> REQUIRED WORK
A. According to the Tarka overview, what are the three ways Tarka can be invoked?
B. Carry on the Tarka overview, picking up after its last sentence.

> PROVIDED TEXT
* Start *

Tarka converts Prometheus/Alertmanager alerts into structured triage reports — evidence, confidence-ranked hypotheses, and copy-paste-ready commands. No guessing. Just signal.
Every on-call rotation has a few people who carry the tribal knowledge. They know which PromQL to run, which namespace to check, and which logs actually matter. Everyone else waits.
The result: slow MTTA, senior burnout, and incidents that drag on because the first responder isn't sure what "normal" looks like.
Tarka encodes the first 60 seconds of every investigation so every engineer on your team can respond with confidence — not just the one who's been there since day one.
The same 11-stage pipeline runs whether you invoke Tarka from CLI, a webhook, or the web UI.

* End *

> STORED RECORDS
* Start *

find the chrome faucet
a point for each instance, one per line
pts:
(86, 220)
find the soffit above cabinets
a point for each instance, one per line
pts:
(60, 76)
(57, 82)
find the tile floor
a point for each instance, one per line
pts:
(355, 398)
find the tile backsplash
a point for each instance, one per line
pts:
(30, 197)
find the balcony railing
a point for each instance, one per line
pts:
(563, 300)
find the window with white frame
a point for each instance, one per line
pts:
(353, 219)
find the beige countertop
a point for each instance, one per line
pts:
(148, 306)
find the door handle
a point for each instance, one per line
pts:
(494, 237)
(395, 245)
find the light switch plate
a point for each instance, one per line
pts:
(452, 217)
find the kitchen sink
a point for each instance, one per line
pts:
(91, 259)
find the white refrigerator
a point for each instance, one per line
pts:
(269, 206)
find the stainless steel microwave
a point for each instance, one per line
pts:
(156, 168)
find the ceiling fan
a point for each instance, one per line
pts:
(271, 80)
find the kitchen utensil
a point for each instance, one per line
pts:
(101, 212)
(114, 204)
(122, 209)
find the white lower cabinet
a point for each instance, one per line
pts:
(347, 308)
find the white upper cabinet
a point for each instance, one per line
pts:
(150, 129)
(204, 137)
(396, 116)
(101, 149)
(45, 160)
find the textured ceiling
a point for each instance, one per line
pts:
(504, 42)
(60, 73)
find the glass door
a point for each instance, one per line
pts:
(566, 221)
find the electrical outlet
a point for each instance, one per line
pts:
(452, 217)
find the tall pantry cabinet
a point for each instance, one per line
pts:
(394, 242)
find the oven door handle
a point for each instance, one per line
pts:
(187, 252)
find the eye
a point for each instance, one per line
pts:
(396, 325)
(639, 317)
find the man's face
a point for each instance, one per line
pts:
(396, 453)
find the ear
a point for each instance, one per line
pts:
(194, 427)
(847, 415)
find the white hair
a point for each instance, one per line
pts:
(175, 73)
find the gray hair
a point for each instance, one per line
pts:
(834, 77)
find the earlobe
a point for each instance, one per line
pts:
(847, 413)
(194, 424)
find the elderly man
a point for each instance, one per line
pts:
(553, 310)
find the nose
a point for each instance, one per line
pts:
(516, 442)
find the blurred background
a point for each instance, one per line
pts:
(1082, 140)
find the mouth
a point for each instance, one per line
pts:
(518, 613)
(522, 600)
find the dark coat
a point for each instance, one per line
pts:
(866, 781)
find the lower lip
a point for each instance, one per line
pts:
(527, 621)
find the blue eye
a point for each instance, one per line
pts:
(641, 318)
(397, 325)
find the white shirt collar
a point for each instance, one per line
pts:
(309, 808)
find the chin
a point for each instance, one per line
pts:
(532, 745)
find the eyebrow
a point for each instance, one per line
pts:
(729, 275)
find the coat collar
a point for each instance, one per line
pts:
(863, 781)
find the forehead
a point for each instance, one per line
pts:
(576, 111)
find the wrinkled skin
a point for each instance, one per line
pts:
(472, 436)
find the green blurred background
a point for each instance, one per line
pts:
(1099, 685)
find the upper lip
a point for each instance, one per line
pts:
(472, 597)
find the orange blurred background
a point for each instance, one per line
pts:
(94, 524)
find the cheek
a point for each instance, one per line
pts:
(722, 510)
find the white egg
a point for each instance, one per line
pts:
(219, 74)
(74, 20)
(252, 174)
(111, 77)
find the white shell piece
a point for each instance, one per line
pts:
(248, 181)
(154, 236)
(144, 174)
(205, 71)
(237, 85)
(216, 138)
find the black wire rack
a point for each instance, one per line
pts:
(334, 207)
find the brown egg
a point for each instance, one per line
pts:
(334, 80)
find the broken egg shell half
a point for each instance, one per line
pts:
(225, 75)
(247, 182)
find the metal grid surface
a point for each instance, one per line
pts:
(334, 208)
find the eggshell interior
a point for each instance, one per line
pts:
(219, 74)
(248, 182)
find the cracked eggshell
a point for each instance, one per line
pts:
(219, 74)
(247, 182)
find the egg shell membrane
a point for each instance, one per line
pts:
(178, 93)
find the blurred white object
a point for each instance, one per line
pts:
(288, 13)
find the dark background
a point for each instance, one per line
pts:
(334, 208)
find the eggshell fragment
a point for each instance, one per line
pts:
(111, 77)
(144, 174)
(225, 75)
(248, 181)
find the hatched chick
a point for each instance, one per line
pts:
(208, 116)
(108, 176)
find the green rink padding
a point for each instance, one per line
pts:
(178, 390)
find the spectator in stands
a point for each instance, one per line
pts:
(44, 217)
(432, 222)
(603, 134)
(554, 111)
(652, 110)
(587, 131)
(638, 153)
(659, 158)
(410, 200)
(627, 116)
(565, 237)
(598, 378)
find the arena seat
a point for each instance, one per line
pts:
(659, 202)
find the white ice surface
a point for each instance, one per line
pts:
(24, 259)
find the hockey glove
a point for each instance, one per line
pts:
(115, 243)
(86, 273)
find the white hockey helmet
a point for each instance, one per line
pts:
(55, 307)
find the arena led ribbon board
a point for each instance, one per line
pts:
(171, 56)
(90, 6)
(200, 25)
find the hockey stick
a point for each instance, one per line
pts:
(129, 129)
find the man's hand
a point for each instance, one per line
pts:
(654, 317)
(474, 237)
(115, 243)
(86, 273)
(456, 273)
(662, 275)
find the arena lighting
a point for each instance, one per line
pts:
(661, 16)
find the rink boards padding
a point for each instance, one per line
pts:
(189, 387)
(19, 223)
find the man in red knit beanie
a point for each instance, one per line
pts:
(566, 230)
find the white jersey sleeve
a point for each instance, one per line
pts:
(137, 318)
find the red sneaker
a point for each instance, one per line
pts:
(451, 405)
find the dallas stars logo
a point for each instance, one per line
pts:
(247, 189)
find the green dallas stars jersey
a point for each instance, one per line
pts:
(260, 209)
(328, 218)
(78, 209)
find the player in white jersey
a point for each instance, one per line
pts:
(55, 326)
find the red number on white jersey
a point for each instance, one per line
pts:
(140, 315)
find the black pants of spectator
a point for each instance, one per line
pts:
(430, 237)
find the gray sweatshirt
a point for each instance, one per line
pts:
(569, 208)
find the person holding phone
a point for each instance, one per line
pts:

* End *

> EXPECTED ANSWERS
A. From the CLI, a webhook, or the web UI.

B.
Prometheus/Alertmanager alert arrives via CLI, webhook POST, or web UI. Labels extracted, target inferred automatically.
Best-effort reads from Prometheus, Kubernetes API, and logs. Missing sources noted explicitly, never faked.
Crash loops, OOM kills, image pull failures, CPU saturation, change correlation. Each produces confidence-scored hypotheses.
One-line verdict: label + why + next. Evidence-backed bullets, ranked hypotheses, 3–7 copy-paste commands.
Never mutates cluster state. Every operation is a read — Prometheus queries, kubectl get, log fetches. Safe to run during a live incident.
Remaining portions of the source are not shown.